The systems and methods of the present disclosure are capable of utilizing any number of different data sources to populate the data model. In exemplary implementations, the system and methods may analyze data associated with authored (e.g., published) works. Therefore, an exemplary abstraction of an appropriate data source may be any list of authored works which includes metadata about each included work. In exemplary embodiments, each work processed may be characterized by the following metadata: Author(s), Author Affiliation(s), Title and Year. The systems and methods may also utilize various optional metadata if they are available, such as: Keyword lists, Origin of publication (e.g., journals in the case of academic publications), Abstract text/synopsis/summary, Full text, ISSN/DOI, Volume, issue, page numbers.

In general, each work processed may include one or more form(s) of data relating to the content/subject area of the work. For example, an underlying source may include as metadata a list of keywords related to the content/subject area of the work. Alternatively, or in conjunction therewith the parser interface may include support for pulling/deriving, e.g., based on a contextual analysis, keywords relating to the content/subject area of the work from the work itself (such as from the abstract or the text of the work). Notably, relative weight factors for the extrapolated keyword entity relationships may also be determined, e.g., based on a scoring algorithm for relevance. Example data fields from which keywords may be obtained include, for example: Title, Keyword lists (e.g., metadata or otherwise), Abstract/synopsis/summary, Full text, and the like. Notably, availability of a greater number of these data fields will lead to better keyword identification and, consequently, more useful search results.

Data Analytics:

The systems and methods enable performing data analytics on the data stored in the database or data warehouse, e.g., relating to the entities, projects, entity groups and/or project groups. In some embodiments, the systems and methods are configured to receive a query as user input, e.g., a keyword input or other input. For example, a query may include identifying and ranking relevant entities based on a keyword input.

Advantageously, the systems and methods may reduce processing time by precompiling and storing information related to predetermined types of queries. In some embodiments, a separate database (e.g., a MongoDB database) may be employed for storing information related to predetermined query results. The precompiling of information may advantageously enable near real time data analytics for end users.

*Collected material:*
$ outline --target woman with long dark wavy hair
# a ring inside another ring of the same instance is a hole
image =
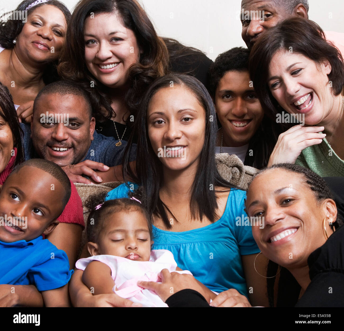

*Given problem 1:*
In the passage on data sources and analytics, what metadata is each processed work said to be characterized by in exemplary embodiments?
*Given problem 2:*
Carry on the passage on data sources and analytics from its last sentence.
The data has nothing to do with what comes next.

*Task output 1:*
Author(s), Author Affiliation(s), Title, and Year

*Task output 2:*
In exemplary embodiments, the following information may be precompiled and stored as relating to entities (for example, for each entity (entity ID) in the database the following information may be determined and stored):

    • Keyword Scores and Top Keywords—For each keyword (keyword ID) in the database, a score may be calculated for that entity keyword pair (entity ID, keyword ID). The score may be calculated based on an analysis of direct keywords associations with the entity and/or based on indirect keyword associations with the entity, such as keyword associations with projects which are associated with the entity, keyword associations with entity groups which are associated with the entity, and/or keywords associations with project groups which are associated with projects which are associated with the entity. For example, a simplistic keyword scoring algorithm may be to score each keyword based on a total number of projects associated with the entity that the keyword is related to. In some embodiments the scoring algorithm may be a machine learned scoring algorithm, e.g., based on a support vector machine (SVM), decision tree, regression, neural network or other type of analysis. In exemplary embodiments, weighting factors, for example, weighting factors associated with entities, projects, entity groups, project groups, keywords and/or relationships (such as relationships between keywords and entities, keywords and projects, keywords and entity groups, keywords and project groups, projects and entities, entities and entity groups, projects and project groups, and the like) may be considered as part of the scoring algorithm. All entity keyword pairs (entity ID, keyword ID) for the entity are then ranked by score. In exemplary embodiments, only a top subset of the keywords based on score is stored for each entity in the database. For example, a subset of keywords may be determined based on a minimum score threshold and/or a top N number of keywords based on score.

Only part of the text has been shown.